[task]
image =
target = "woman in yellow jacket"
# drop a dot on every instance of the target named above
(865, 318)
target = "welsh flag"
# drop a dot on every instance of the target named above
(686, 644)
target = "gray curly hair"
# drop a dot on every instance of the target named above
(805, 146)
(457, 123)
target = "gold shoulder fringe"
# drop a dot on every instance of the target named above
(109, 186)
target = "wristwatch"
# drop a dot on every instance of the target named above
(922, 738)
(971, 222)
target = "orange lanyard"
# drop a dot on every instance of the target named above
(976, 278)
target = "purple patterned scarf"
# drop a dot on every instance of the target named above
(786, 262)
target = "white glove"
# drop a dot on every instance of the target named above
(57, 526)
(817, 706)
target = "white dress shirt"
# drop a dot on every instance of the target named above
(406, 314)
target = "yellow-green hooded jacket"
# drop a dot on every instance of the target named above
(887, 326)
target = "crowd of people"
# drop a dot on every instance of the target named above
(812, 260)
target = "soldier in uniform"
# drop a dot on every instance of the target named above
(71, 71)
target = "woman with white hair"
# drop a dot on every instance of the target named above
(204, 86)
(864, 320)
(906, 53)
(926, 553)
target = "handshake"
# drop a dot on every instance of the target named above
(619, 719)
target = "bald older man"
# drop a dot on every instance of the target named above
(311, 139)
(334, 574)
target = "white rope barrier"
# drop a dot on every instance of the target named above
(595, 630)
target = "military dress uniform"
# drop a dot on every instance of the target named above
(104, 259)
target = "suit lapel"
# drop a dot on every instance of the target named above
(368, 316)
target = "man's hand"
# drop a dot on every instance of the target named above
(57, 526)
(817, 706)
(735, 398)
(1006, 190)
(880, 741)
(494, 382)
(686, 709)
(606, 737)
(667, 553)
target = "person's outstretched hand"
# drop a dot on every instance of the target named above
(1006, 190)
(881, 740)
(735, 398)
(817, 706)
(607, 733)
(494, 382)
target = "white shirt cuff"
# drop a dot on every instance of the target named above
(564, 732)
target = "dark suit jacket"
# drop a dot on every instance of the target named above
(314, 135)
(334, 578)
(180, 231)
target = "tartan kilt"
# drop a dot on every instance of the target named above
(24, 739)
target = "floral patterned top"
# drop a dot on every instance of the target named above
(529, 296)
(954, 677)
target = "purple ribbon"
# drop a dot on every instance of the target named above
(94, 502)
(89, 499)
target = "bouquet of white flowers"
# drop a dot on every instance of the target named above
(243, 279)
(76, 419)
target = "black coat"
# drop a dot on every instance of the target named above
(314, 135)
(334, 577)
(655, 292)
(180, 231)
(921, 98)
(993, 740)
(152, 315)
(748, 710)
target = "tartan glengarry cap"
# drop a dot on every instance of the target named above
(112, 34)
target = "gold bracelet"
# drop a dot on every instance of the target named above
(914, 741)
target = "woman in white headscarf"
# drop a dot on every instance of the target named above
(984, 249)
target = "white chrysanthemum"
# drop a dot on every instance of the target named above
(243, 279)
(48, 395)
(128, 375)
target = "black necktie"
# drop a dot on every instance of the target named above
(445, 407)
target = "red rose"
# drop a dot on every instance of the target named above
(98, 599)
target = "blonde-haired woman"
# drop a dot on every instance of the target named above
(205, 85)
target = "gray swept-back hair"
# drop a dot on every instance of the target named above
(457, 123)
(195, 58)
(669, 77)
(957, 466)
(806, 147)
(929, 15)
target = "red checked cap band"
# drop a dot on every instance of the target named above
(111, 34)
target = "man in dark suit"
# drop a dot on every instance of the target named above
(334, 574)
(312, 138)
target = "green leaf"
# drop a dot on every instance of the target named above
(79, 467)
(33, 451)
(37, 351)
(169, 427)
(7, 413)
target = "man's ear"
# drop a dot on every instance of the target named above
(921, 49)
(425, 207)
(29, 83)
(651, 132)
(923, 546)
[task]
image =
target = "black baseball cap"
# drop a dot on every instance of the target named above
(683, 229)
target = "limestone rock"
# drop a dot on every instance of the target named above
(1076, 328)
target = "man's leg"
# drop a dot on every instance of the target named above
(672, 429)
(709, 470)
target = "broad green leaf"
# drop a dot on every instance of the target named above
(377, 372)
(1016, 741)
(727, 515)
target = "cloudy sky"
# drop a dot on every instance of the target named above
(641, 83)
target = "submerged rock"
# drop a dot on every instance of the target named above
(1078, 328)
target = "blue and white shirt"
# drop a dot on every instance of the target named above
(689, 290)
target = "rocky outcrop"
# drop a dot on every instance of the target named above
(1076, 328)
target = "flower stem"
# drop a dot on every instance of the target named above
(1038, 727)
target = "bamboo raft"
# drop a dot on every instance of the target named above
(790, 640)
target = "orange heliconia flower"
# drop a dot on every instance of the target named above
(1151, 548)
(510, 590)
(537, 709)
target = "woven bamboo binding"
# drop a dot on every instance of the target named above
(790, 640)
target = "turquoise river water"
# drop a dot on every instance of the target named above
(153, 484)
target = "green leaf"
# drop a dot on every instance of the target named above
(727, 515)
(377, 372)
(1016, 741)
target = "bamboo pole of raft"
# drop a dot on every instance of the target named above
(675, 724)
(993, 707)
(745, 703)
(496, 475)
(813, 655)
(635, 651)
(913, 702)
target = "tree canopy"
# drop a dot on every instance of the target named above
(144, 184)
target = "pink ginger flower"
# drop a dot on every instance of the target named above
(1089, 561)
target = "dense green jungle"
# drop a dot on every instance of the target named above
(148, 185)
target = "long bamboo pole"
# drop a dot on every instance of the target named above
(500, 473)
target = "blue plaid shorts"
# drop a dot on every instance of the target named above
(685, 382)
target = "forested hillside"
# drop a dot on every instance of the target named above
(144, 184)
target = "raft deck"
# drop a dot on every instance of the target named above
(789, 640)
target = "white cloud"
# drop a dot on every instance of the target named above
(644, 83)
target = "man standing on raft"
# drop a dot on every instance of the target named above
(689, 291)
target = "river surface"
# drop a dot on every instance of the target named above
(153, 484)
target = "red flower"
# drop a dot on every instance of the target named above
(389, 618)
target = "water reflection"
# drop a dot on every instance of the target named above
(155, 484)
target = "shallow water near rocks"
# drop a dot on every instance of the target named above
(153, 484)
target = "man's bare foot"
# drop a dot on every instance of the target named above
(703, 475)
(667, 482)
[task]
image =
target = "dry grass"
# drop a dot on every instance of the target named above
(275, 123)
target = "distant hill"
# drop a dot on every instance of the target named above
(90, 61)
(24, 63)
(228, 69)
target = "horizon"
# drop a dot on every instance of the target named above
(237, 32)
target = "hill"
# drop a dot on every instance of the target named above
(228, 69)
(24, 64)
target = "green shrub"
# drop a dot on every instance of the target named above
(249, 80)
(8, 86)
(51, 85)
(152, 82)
-- -- --
Count the lines in the material above that contain the word "jacket" and reply with only that number.

3